Object position labeling records:
=-=-=

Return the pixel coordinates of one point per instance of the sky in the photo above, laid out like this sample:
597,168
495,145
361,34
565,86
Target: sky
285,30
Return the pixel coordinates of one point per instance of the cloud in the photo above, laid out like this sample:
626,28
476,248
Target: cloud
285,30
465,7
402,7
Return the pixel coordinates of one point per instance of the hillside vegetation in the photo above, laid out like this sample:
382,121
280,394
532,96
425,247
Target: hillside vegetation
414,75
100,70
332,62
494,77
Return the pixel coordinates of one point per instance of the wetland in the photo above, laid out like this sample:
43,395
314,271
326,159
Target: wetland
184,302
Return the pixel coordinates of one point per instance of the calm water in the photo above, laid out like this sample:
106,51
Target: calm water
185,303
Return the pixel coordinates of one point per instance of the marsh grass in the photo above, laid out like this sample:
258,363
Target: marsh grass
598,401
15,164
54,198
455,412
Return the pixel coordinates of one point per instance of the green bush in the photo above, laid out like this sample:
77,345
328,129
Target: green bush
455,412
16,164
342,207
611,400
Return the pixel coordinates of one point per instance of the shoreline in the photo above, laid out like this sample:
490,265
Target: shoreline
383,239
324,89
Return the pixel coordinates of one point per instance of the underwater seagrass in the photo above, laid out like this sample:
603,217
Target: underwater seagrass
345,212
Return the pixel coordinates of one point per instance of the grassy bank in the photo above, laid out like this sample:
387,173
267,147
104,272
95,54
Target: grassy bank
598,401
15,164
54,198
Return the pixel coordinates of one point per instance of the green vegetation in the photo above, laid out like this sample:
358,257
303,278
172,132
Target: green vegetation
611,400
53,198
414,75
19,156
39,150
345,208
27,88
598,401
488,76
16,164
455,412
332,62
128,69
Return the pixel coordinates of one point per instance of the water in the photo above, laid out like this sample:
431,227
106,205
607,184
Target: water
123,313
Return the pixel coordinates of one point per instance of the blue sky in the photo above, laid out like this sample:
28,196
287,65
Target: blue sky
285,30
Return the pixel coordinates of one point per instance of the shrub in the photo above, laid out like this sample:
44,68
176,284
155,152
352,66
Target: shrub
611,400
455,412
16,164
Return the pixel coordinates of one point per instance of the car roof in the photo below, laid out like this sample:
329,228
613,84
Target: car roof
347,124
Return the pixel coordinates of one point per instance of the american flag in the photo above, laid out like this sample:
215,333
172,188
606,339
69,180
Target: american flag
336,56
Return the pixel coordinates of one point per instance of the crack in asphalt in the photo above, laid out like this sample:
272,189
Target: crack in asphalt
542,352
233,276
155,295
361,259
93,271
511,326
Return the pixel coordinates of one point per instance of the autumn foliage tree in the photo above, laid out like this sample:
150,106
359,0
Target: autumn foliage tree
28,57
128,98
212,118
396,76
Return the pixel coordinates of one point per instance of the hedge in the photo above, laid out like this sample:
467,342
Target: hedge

=-=-=

# WHAT YOU NEED TO DO
Please repeat the records word for word, everything from the line containing "of the autumn" down to the end of the records.

# FULL RESPONSE
Return the pixel coordinates of one point per instance of the autumn foliage tree in the photo above, laid out like this sample:
150,106
359,0
Target: autumn foliage tree
28,57
128,98
212,118
396,76
Return the pixel coordinates of one point per instance of the hedge in the photo above, laid out like this sample:
467,342
Target: hedge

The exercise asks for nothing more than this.